** start **

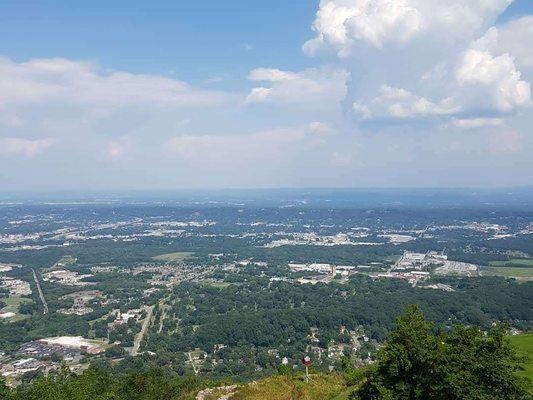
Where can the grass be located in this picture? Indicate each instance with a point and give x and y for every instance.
(13, 304)
(320, 387)
(526, 262)
(524, 344)
(173, 257)
(63, 263)
(519, 273)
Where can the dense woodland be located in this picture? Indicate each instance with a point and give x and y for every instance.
(418, 362)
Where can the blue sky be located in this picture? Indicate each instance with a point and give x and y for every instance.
(173, 94)
(195, 40)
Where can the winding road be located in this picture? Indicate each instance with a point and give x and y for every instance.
(41, 295)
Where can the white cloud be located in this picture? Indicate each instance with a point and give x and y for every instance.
(497, 75)
(257, 145)
(340, 24)
(25, 147)
(399, 103)
(505, 142)
(323, 87)
(341, 159)
(117, 148)
(82, 83)
(515, 38)
(475, 123)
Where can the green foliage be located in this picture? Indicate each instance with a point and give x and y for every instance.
(283, 370)
(418, 363)
(101, 385)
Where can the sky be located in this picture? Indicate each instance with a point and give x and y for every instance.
(256, 94)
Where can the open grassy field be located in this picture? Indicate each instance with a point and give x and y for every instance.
(510, 272)
(63, 263)
(320, 386)
(524, 343)
(173, 257)
(526, 262)
(13, 304)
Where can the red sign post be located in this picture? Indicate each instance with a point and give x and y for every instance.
(306, 360)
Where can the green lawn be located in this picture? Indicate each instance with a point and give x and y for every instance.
(526, 262)
(13, 304)
(173, 257)
(520, 273)
(320, 387)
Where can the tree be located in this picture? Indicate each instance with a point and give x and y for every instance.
(419, 363)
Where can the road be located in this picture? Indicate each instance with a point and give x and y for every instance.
(192, 363)
(41, 295)
(140, 336)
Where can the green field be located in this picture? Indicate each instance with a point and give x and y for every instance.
(320, 386)
(173, 257)
(63, 263)
(524, 343)
(509, 272)
(526, 262)
(13, 304)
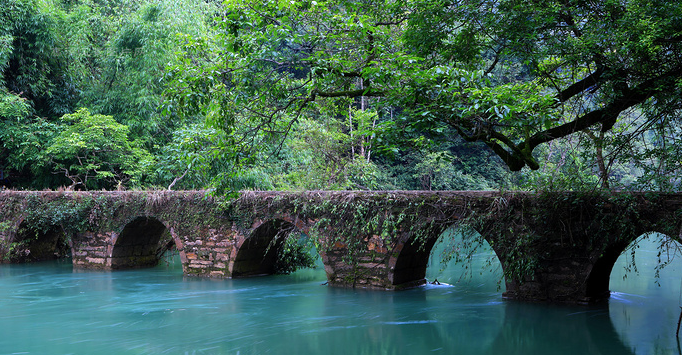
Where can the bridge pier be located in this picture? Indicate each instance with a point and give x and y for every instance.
(555, 247)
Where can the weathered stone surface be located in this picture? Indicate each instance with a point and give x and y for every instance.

** end **

Reproduce each of the records above verbatim, omitting the pictures from your answer.

**REPLY TO THE EXERCISE:**
Where can the grass be located in this picture? Indicate each instance with a point and give x and y for every instance.
(13, 304)
(320, 387)
(526, 262)
(524, 344)
(173, 257)
(63, 263)
(519, 273)
Where can the dense woodland be located in this picture? Indicate each instance with a point and give x and y for every instance.
(418, 362)
Where can the blue sky be located in this picture? Indicate each instance with a point and give x and y for every instance.
(173, 94)
(195, 40)
Where can the winding road be located in this picture? Indicate each instance with a point and give x and y for every instance.
(41, 295)
Where can the white cloud be located in this picture? Indicate each instance with a point and give x and y for every instance.
(497, 75)
(257, 145)
(340, 24)
(25, 147)
(399, 103)
(505, 142)
(323, 87)
(341, 159)
(117, 148)
(82, 83)
(515, 38)
(475, 123)
Where can the green foliage be located in this picture? Indicate each instance with a point and give x and y for every instance.
(283, 370)
(418, 363)
(101, 385)
Where can the sky be located in this picture? Indicate each instance with a point and give x and y for every instance.
(256, 94)
Where can the open grassy field be located in this picture? Indicate each instance with a point and give x and y for every instance.
(510, 272)
(63, 263)
(320, 386)
(524, 343)
(173, 257)
(526, 262)
(13, 304)
Where can the red sign post be located in this picture? Indicate each instance with a point and give x and y for every instance.
(306, 360)
Where can the green lawn be located in this picture? Indicate each instance with a point and give x and y for every instance.
(526, 262)
(13, 304)
(173, 257)
(520, 273)
(320, 387)
Where can the tree be located in this picture? Indicate each instance with a point and give x and y for every instance.
(419, 363)
Where can the road be located in this picture? Indicate each instance with a point and give x and y for every instance.
(192, 363)
(41, 295)
(140, 336)
Where can the green field be located in this picture? Indicate each instance with a point and give x and y for every instance.
(320, 386)
(173, 257)
(63, 263)
(524, 343)
(509, 272)
(526, 262)
(13, 304)
Where can the bridge pier be located in this picture? Indicate each instance with a point and give x and y for every instance.
(555, 247)
Where can the weathered stone surface be located in this picture? Indicate each instance with a point and give x and y for every instance.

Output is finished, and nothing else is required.